COMPLETE THE FOLLOWING:
A. According to the power management page below, which Intel processors does the intel_pstate driver work on?
B. Summarize the power management page below in two sentences.
C. Echo the power management page below between "Intel P-state Driver" and "MSR (Model-Specific Register)", inclusive.

EXCERPT:
··········
Power Management: Implementation and Runtime Systems

This episode explores the technical implementation of power management on modern CPUs, including the software interfaces, hardware mechanisms, and runtime systems that enable dynamic power optimization in HPC environments.

Scaling Drivers and Governors

Intel P-state Driver

The intel_pstate driver provides direct hardware-level frequency control on modern Intel processors (Haswell and newer).

Key characteristics:

  • Controls P-states directly via MSR (Model-Specific Register)

  • Firmware-independent implementation

  • Per-core frequency capability on newer CPUs

  • More responsive to workload changes

Sysfs interface (/sys/devices/system/cpu/intel_pstate/):

max_perf_pct          - Maximum P-state allowed (% of max supported)
min_perf_pct          - Minimum P-state allowed (% of max supported)
turbo_pct             - Ratio of turbo range to total range
no_turbo              - Disable all turbo frequencies (0=enabled, 1=disabled)
hwp_dynamic_boost     - Enable iowait-triggered boosting (HWP mode)
num_pstates           - Number of supported P-states
status                - Driver operation mode: "active", "passive", or "off"

Example - Disable turbo boost:

echo 1 > /sys/devices/system/cpu/intel_pstate/no_turbo

Example - Limit maximum frequency to 80%:

echo 80 > /sys/devices/system/cpu/intel_pstate/max_perf_pct

ACPI CPUFreq Driver

The acpi-cpufreq driver implements ACPI-based frequency scaling, widely used across different CPU vendors.

Key characteristics:

  • Works with ACPI firmware tables

  • Supports multiple CPU types (Intel, AMD, others)

  • Requires firmware to provide P-state information

  • More portable across different systems

Sysfs interface (/sys/devices/system/cpu/cpu*/cpufreq/):

scaling_driver              - Current driver (acpi-cpufreq, intel_pstate, etc.)
··········
DATA:
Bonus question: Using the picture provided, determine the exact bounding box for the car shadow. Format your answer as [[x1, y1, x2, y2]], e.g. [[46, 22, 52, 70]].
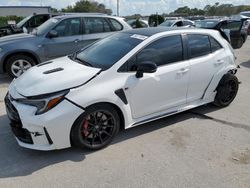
··········
ANSWER SET:
A. Modern Intel processors from Haswell onward.

B. The page covers how modern CPUs implement power management, starting with the intel_pstate driver. That driver sets P-states directly through model-specific registers on Intel processors from Haswell onward, and the acpi-cpufreq driver relies on firmware tables to scale frequency across Intel, AMD and other CPUs.

C.
Intel P-state Driver

The intel_pstate driver provides direct hardware-level frequency control on modern Intel processors (Haswell and newer).

Key characteristics:

  • Controls P-states directly via MSR (Model-Specific Register)